_EXTRAIT DU TEXTE_:
━━━━━━━━━━━━━━━━━━━━━━━━━━━━━━

7. Le rapport d'enquête relève à cet égard que " [jusqu'à] la décision du Conseil de la concurrence, les contrats signés par Sogec Gestion contenaient la formule suivante : " la société susnommée confie en exclusivité, pour la durée de ce contrat, à la banque de coupons Sogec Gestion, la gestion de l'ensemble des coupons de réduction émis ". Désormais, selon la formulation retenue dans le contrat, le client de Sogec Gestion confie à la banque de coupons Sogec Gestion " la gestion de l'ensemble des coupons de réduction émis ". Toujours selon le rapport d'enquête, " Si Sogec Gestion a modifié son modèle-type de contrat afin de supprimer la référence explicite à une clause d'exclusivité, la formulation désormais utilisée est ambiguë : le client confie à Sogec Gestion " la gestion de l'ensemble des coupons de réduction émis ". Cette formulation pourrait être considérée comme contenant implicitement une exclusivité de gestion. ".

━━━━━━━━━━━━━━━━━━━━━━━━━━━━━━

_DONNÉES RECUEILLIES_:

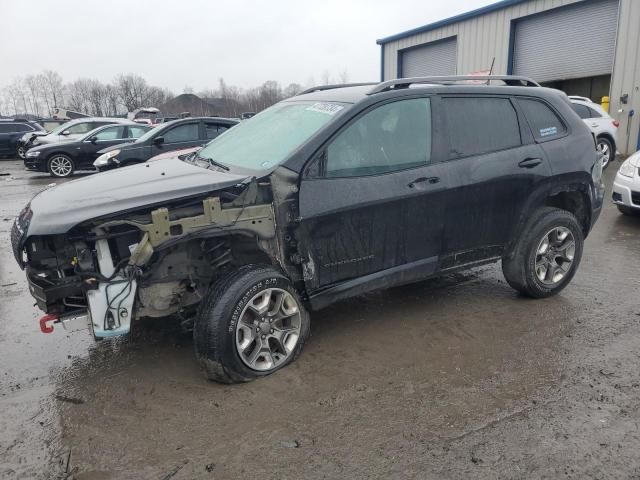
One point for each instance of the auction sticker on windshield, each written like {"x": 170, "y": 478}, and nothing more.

━━━━━━━━━━━━━━━━━━━━━━━━━━━━━━

_À FAIRE_:
[a] Dans l'extrait sur les contrats de Sogec Gestion, quel adjectif le rapport d'enquête emploie-t-il pour qualifier la formulation désormais utilisée dans le contrat ?
[b] Rédigez la suite de l'extrait sur les contrats de Sogec Gestion.
La liste n'a aucun lien avec l'extrait sur les contrats de Sogec Gestion.

_RÉPONSES PAR CONSIGNE_:
[a] Elle est qualifiée d'ambiguë.

[b]
C. Sur l'injonction de cesser de pratiquer la rétention des codes d'identification des coupons en cas de mention d'une autre banque de coupons

8. Le rapport d'enquête relève: " L'existence d'une rétention de codes de la part de Sogec Gestion en cas de mention d'une autre banque de coupons (...) [n'est pas établie]. (...) " (...) Sogec Gestion accepte désormais de participer à un système généralisé d'échange de coupons de réduction. ".

D. Sur l'injonction de ne plus exiger la suppression du double codage

9. Selon le rapport d'enquête, l'exigence, par Sogec gestion, de suppression du double codage n'avait de sens que dans le cadre d'une relation d'exclusivité. En outre, " l'exigence d'une suppression du double codage [n'est pas établie]. (...) Il n'en reste pas moins que M. X... affirme toujours s'opposer au principe de l'apposition, non pas du double codage (Code Sogec Gestion + Code non propriétaire EAN 13), mais au double codage avec mention de deux centres de traitement de coupons de réduction. En revanche, les éléments de l'enquête ne permettent pas d'établir (...) que Sogec Gestion exige de ses clients qu'ils suppriment le double codage. ".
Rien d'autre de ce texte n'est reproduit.